→ **Text under study**:
-----
The clever bit isn’t the on switch. Plenty of drugs turn on. Strand’s mRNA comes with a built-in off switch - logic that limits where and how long it expresses. In oncology, knowing when to shut up is its own kind of breakthrough.

Milestones

From a lab bench to a clinic, in eight years

2017

Spun out of MIT

Becraft and Kitada launch Strand out of MIT’s Synthetic Biology Center, taking mRNA logic circuits from thesis to startup.

2020–2021

Series A

Early venture backing, including Playground Global and ARTIS Ventures, funds the move from platform to pipeline.

2022

$97M Series A1

Eli Lilly joins existing investors, pushing the lead program toward the clinic.

May 2025

First-in-human data at ASCO

Initial Phase 1 results for STX-001 show complete and partial responses plus prolonged disease stabilization in advanced solid tumors.

Aug 2025

$153M Series B

Kinnevik leads, with Regeneron Ventures, Amgen Ventures and a returning Eli Lilly. Total raised tops $250M.

2026

STX-003 enters the clinic

The lung-cancer program is slated to begin Phase 1, broadening the platform beyond its first proof point.

The Proof

Money follows results. The results came first

Skeptics are right to ask whether “programmable” is marketing. Two things make it harder to dismiss. First, the clinic: at ASCO 2025, STX-001 produced multiple RECIST responses - including complete responses - in patients whose tumors had already shrugged off checkpoint-inhibitor immunotherapy, alongside a favorable safety profile. Second, the cap table: Kinnevik led a $153M Series B, and the venture arms of Regeneron and Amgen wrote checks, with Eli Lilly returning. Strategics tend to be unsentimental about biology.

Capital raised, by round

USD, approximate · cumulative total > $250M
~$52M
Series A
’20–’21
$97M
Series A1
’22
$153M
Series B
’25

The bars get taller; so does the burden of proof. A bigger Series B buys more shots on goal, not certainty. Figures are approximate, from public reporting.
-----
→ **Activity**: Rename "pipeline" as "portfolio" in the Strand profile, then write out everything from "Becraft and Kitada" down to "toward the clinic." with that one change. These records come from a separate source, not from the Strand profile.

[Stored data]
-----
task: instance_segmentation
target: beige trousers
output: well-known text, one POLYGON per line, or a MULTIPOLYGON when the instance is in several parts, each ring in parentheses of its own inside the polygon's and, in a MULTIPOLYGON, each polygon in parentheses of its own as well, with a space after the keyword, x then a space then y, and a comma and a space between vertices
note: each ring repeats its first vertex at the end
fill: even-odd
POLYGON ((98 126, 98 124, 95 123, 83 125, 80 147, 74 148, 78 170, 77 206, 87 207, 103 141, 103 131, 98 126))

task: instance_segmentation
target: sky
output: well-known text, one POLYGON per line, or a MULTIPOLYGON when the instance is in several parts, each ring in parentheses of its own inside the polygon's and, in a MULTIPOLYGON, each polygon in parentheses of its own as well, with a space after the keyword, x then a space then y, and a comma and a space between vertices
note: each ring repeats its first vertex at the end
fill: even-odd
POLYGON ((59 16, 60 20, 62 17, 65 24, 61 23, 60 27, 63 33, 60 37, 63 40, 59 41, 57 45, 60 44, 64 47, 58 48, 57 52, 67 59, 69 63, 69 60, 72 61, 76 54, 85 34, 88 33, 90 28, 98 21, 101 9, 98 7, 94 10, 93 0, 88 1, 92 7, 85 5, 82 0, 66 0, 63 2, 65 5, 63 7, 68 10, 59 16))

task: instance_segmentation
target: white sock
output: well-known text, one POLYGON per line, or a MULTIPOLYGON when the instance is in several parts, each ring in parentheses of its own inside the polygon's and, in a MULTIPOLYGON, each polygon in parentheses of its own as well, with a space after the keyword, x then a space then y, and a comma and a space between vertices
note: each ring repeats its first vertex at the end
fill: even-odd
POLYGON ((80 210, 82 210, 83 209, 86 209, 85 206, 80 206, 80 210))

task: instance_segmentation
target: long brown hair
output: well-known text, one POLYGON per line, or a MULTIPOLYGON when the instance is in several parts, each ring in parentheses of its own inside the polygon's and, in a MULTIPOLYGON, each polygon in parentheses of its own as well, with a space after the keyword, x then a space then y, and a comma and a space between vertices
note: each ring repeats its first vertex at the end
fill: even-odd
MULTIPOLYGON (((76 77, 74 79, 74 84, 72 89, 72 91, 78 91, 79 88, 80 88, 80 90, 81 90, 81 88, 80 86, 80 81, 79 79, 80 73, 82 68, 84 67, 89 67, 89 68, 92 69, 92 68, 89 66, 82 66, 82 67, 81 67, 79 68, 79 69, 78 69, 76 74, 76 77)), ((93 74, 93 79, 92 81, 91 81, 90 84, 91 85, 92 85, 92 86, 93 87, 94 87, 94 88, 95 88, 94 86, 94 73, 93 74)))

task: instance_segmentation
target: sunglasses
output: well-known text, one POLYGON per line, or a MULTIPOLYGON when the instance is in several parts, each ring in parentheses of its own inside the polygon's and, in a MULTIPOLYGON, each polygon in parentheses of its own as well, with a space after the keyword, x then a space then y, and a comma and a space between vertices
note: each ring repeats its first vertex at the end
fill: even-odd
-----
→ **Exercise output**:
Becraft and Kitada launch Strand out of MIT’s Synthetic Biology Center, taking mRNA logic circuits from thesis to startup.

2020–2021

Series A

Early venture backing, including Playground Global and ARTIS Ventures, funds the move from platform to portfolio.

2022

$97M Series A1

Eli Lilly joins existing investors, pushing the lead program toward the clinic.